(Image segmentation entries)
::::::::::

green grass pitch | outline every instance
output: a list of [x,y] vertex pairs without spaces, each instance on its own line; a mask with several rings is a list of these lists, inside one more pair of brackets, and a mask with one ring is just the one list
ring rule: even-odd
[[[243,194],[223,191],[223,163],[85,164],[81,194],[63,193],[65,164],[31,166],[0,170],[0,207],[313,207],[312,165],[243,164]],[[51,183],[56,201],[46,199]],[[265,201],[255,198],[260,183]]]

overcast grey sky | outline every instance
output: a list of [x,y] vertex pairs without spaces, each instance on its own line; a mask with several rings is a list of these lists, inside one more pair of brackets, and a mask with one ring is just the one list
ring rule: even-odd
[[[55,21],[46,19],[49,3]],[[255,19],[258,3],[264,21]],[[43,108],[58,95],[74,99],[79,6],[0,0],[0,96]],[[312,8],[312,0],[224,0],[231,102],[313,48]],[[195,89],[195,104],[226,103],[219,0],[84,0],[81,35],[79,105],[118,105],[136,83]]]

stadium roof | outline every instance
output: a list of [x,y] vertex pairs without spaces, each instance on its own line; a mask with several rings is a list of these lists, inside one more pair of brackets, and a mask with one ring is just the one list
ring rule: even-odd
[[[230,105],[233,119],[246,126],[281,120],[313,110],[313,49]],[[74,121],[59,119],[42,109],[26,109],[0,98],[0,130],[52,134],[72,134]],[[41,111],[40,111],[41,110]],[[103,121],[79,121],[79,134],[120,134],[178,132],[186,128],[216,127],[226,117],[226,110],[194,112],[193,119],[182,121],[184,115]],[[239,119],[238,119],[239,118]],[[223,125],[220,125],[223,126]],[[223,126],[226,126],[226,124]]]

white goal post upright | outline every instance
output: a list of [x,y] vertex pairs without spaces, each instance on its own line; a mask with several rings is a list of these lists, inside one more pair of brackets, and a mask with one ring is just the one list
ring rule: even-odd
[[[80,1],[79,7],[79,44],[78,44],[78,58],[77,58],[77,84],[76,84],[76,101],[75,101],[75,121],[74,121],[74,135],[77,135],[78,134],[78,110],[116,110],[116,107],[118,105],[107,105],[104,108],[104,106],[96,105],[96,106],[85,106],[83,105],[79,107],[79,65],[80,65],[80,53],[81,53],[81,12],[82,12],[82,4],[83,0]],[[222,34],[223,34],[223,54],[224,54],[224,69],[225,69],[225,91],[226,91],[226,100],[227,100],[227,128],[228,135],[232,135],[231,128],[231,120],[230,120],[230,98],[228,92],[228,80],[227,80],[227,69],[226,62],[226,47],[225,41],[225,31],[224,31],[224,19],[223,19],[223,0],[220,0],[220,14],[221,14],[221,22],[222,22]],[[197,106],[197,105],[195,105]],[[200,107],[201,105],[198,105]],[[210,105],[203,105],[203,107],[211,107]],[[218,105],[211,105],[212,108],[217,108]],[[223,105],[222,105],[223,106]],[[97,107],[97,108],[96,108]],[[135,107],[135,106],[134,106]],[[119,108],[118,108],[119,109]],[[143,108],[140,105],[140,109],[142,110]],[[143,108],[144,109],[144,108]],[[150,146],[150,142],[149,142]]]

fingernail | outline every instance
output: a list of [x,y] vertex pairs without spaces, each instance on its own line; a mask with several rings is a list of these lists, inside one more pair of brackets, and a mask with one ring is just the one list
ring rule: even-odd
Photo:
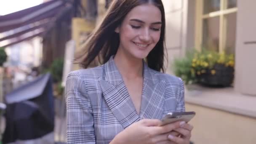
[[174,138],[174,137],[172,135],[169,135],[169,136],[168,136],[168,138],[170,139],[173,139]]
[[186,123],[186,122],[185,122],[184,121],[182,121],[182,122],[181,122],[181,123],[179,123],[179,125],[181,125],[181,125],[183,125],[184,124],[185,124],[185,123]]

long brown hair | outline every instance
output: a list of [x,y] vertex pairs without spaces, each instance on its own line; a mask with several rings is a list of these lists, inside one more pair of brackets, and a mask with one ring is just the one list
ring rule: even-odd
[[101,64],[107,62],[116,53],[119,46],[119,34],[115,32],[116,28],[121,25],[132,9],[148,3],[153,4],[161,11],[162,24],[159,41],[147,56],[146,61],[150,68],[164,72],[165,19],[161,0],[112,0],[101,23],[94,29],[85,42],[82,53],[80,52],[76,57],[76,63],[86,68],[97,57]]

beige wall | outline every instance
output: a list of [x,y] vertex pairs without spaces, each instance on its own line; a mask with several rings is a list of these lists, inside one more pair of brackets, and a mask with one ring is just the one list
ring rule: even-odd
[[[236,90],[256,95],[256,1],[237,0],[235,48]],[[255,42],[246,44],[245,43]]]
[[184,56],[194,46],[195,0],[163,0],[166,19],[165,41],[168,53],[166,72],[173,74],[173,59]]
[[186,107],[196,112],[189,122],[195,144],[256,144],[256,119],[188,103]]

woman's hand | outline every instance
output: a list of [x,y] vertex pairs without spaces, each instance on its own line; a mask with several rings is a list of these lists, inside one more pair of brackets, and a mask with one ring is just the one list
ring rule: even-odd
[[[168,136],[178,136],[179,131],[184,131],[179,128],[185,124],[184,122],[159,126],[161,123],[159,120],[148,119],[135,123],[117,134],[110,144],[171,144]],[[172,131],[173,130],[178,130],[179,133]]]
[[189,143],[189,139],[191,137],[191,131],[193,129],[193,126],[185,123],[181,126],[180,128],[176,128],[174,131],[180,133],[180,136],[170,134],[168,138],[171,141],[178,144],[188,144]]

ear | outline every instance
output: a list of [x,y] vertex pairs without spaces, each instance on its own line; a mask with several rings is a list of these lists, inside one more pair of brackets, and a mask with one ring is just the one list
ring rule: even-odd
[[115,32],[116,33],[119,33],[120,32],[120,28],[119,28],[119,27],[117,27],[117,28],[115,29]]

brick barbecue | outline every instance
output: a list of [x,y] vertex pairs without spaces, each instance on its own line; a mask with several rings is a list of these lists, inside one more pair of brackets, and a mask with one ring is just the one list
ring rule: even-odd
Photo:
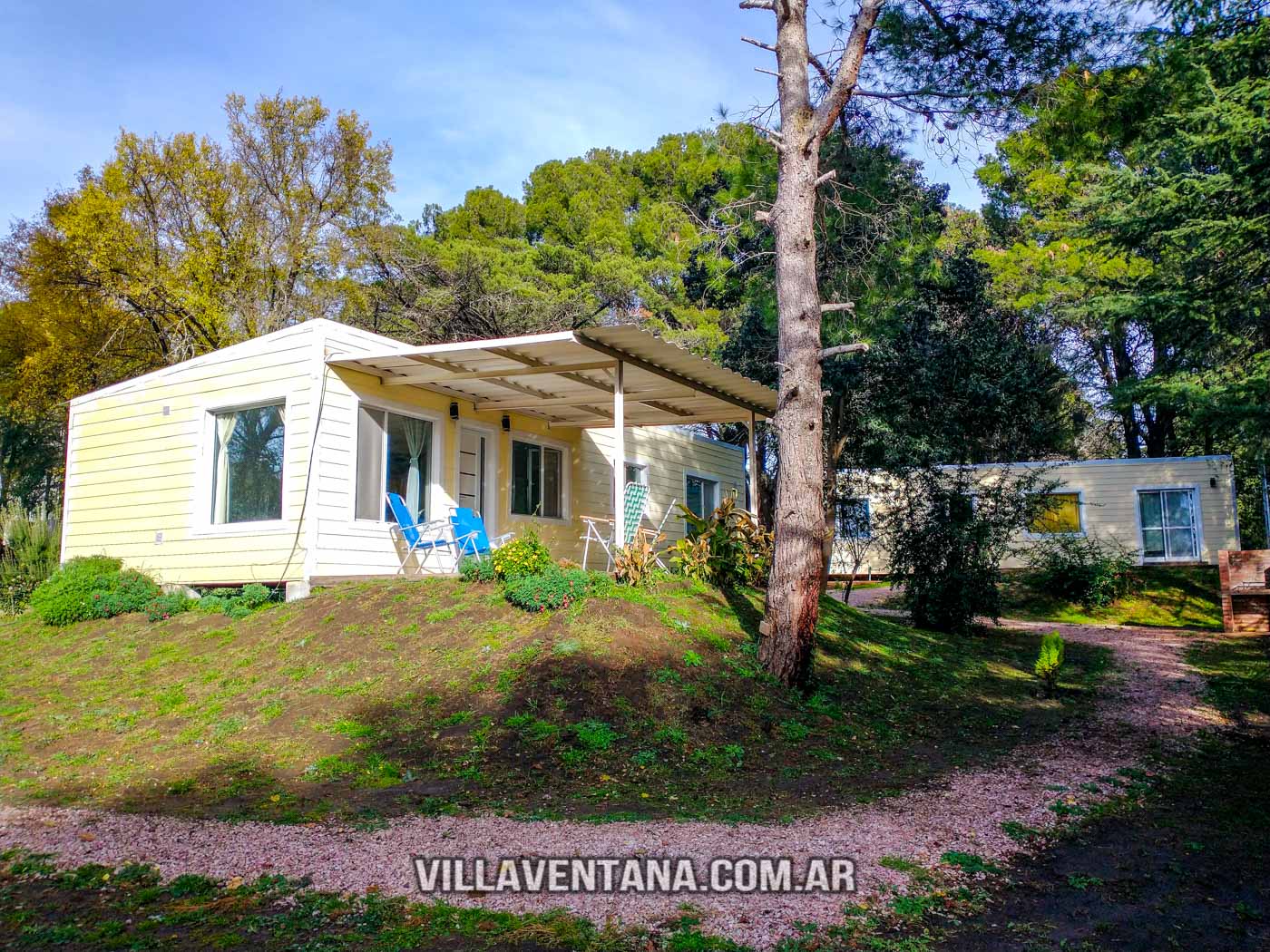
[[1218,553],[1222,626],[1227,631],[1270,632],[1270,548]]

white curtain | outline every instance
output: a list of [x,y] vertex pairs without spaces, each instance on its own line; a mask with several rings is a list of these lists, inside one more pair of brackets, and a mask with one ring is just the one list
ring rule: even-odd
[[230,440],[237,425],[237,414],[216,418],[216,512],[212,522],[229,522],[230,515]]
[[410,506],[410,515],[418,522],[424,508],[419,490],[423,485],[423,451],[428,446],[428,424],[405,416],[401,419],[401,429],[405,432],[406,451],[410,453],[410,471],[405,477],[405,504]]

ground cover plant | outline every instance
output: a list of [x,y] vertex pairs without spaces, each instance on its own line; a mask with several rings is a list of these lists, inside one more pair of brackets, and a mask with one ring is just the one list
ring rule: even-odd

::::::::::

TASK TO CARRY OUT: Repeat each entry exactly as given; no pictures belong in the copy.

EXERCISE RESPONSE:
green grass pitch | outline every instance
output: a list of [x,y] vertex pairs without spaces, each instance on its own line; a mask with several rings is a list of these lists, inside one more pair of brackets, and a mask with one ring is just the one list
ring rule: even-odd
[[[243,194],[223,191],[223,163],[85,164],[81,194],[63,193],[65,164],[31,166],[0,170],[0,207],[313,207],[312,165],[243,164]],[[51,183],[56,201],[46,199]],[[265,201],[255,198],[260,183]]]

overcast grey sky | outline every instance
output: a list of [x,y] vertex pairs without spaces, each instance on its own line; a mask with several rings is a list of these lists, inside one more pair of brackets, and a mask with one ring is just the one list
ring rule: even-odd
[[[55,21],[46,19],[49,3]],[[255,19],[258,3],[264,21]],[[43,108],[58,95],[74,99],[79,6],[0,0],[0,96]],[[312,8],[312,0],[224,0],[231,102],[313,48]],[[195,89],[195,104],[226,103],[219,0],[84,0],[81,35],[79,105],[118,105],[136,83]]]

stadium roof | outline every instance
output: a list of [x,y] vertex pairs without spaces, each instance on its own line; a mask with several rings is a list of these lists, inside one more pair of brackets, and a mask with one ring is just the one list
ring rule: even-odd
[[[230,105],[233,119],[246,126],[281,120],[313,110],[313,49]],[[74,121],[59,119],[42,109],[26,109],[0,98],[0,130],[52,134],[72,134]],[[41,111],[40,111],[41,110]],[[103,121],[79,121],[79,134],[120,134],[178,132],[186,128],[216,127],[226,117],[226,110],[194,112],[193,119],[182,121],[184,115]],[[239,119],[238,119],[239,118]],[[223,125],[220,125],[223,126]],[[223,126],[226,126],[226,124]]]

white goal post upright | outline every instance
output: a list of [x,y] vertex pairs without spaces, each instance on its own line; a mask with several rings is a list of these lists, inside one more pair of brackets, and a mask with one ring is just the one list
ring rule: even-odd
[[[80,1],[79,7],[79,44],[78,44],[78,58],[77,58],[77,84],[76,84],[76,101],[75,101],[75,121],[74,121],[74,135],[77,135],[78,134],[78,110],[116,110],[116,107],[118,105],[107,105],[104,108],[104,106],[96,105],[96,106],[85,106],[83,105],[79,107],[79,65],[80,65],[80,53],[81,53],[81,12],[82,12],[82,4],[83,0]],[[222,34],[223,34],[223,54],[224,54],[224,69],[225,69],[225,91],[226,91],[226,100],[227,100],[227,128],[228,135],[232,135],[231,128],[231,120],[230,120],[230,98],[228,92],[228,80],[227,80],[227,69],[226,62],[226,47],[225,41],[225,31],[224,31],[224,19],[223,19],[223,0],[220,0],[220,14],[221,14],[221,22],[222,22]],[[197,106],[197,105],[195,105]],[[200,107],[201,105],[198,105]],[[210,105],[203,105],[203,107],[211,107]],[[218,105],[211,105],[212,108],[217,108]],[[223,105],[222,105],[223,106]],[[97,107],[97,108],[96,108]],[[135,107],[135,106],[134,106]],[[119,108],[118,108],[119,109]],[[143,108],[140,105],[140,109],[142,110]],[[143,108],[144,109],[144,108]],[[150,146],[150,142],[149,142]]]

fingernail | outline every instance
output: a list of [x,y] vertex pairs without spaces, each instance on its own line; a mask with several rings is a list of these lists, inside one more pair of brackets, and a mask with one ring is just the one list
ring rule: even-odd
Photo:
[[174,138],[174,137],[172,135],[169,135],[169,136],[168,136],[168,138],[170,139],[173,139]]
[[186,123],[186,122],[185,122],[184,121],[182,121],[182,122],[181,122],[181,123],[179,123],[179,125],[181,125],[181,125],[183,125],[184,124],[185,124],[185,123]]

long brown hair | outline every instance
output: a list of [x,y] vertex pairs without spaces, each instance on its own line; a mask with several rings is a list of these lists, inside one more pair of brackets, and a mask with one ring is just the one list
ring rule: even-odd
[[101,64],[107,62],[116,53],[119,46],[119,34],[115,32],[116,28],[121,25],[132,9],[148,3],[153,4],[161,11],[162,24],[159,41],[147,56],[146,61],[150,68],[164,72],[165,19],[161,0],[112,0],[101,23],[94,29],[85,42],[82,53],[80,52],[76,57],[76,63],[86,68],[97,57]]

beige wall | outline every instance
output: a list of [x,y] vertex pairs without spaces, each instance on its own line; a mask with several rings is a list of these lists, inside one more pair of brackets, and a mask with one ring is just the one list
ring rule: even-odd
[[[236,90],[256,95],[256,1],[237,0],[235,48]],[[255,42],[246,44],[245,43]]]
[[184,56],[194,46],[195,0],[163,0],[166,19],[165,41],[168,53],[166,72],[173,74],[173,59]]
[[186,107],[196,112],[189,122],[195,144],[256,144],[256,119],[188,103]]

woman's hand | outline every instance
output: a list of [x,y] vertex pairs without spaces, each instance on its own line; a mask with several rings is a list of these lists, inside one more pair of brackets, and a mask with one ring is just the one list
ring rule: even-odd
[[[168,136],[178,136],[179,131],[184,131],[179,128],[185,124],[184,122],[159,126],[161,123],[159,120],[148,119],[135,123],[117,134],[110,144],[171,144]],[[172,131],[173,130],[178,130],[179,133]]]
[[189,143],[189,139],[191,137],[191,131],[193,129],[193,126],[185,123],[181,126],[180,128],[176,128],[174,131],[180,133],[180,136],[170,134],[168,138],[171,141],[178,144],[188,144]]

ear | outline every instance
output: a list of [x,y] vertex pairs without spaces, each instance on its own line; a mask with several rings is a list of these lists, inside one more pair of brackets, and a mask with one ring is just the one list
ring rule: even-odd
[[115,32],[116,33],[119,33],[120,32],[120,28],[119,28],[119,27],[117,27],[117,28],[115,29]]

brick barbecue | outline every instance
output: a list of [x,y] vertex pairs without spaces, each instance on its own line; a mask with several rings is a list of these lists, inside one more pair of brackets, and a mask with one ring is just the one list
ring rule: even-odd
Photo:
[[1218,553],[1222,626],[1227,631],[1270,632],[1270,548]]

white curtain | outline every instance
output: a list of [x,y] vertex pairs without spaces, each instance on its own line; a mask with several rings is a list of these lists, inside one more pair of brackets, and a mask with one ring is just the one list
ring rule: even-odd
[[230,440],[237,425],[237,414],[216,418],[216,512],[212,522],[229,522],[230,515]]
[[410,506],[410,515],[418,522],[424,508],[419,490],[423,485],[423,451],[428,446],[428,424],[405,416],[401,419],[401,429],[405,432],[406,451],[410,453],[410,471],[405,477],[405,504]]

ground cover plant | outline every instance
output: a list of [x,y] vertex pairs without spaces, each instance on its own line; a mask with several rings is a list of these lists, inside one more pair of brackets, and a mask with one ring is just the one list
ring rule: even-odd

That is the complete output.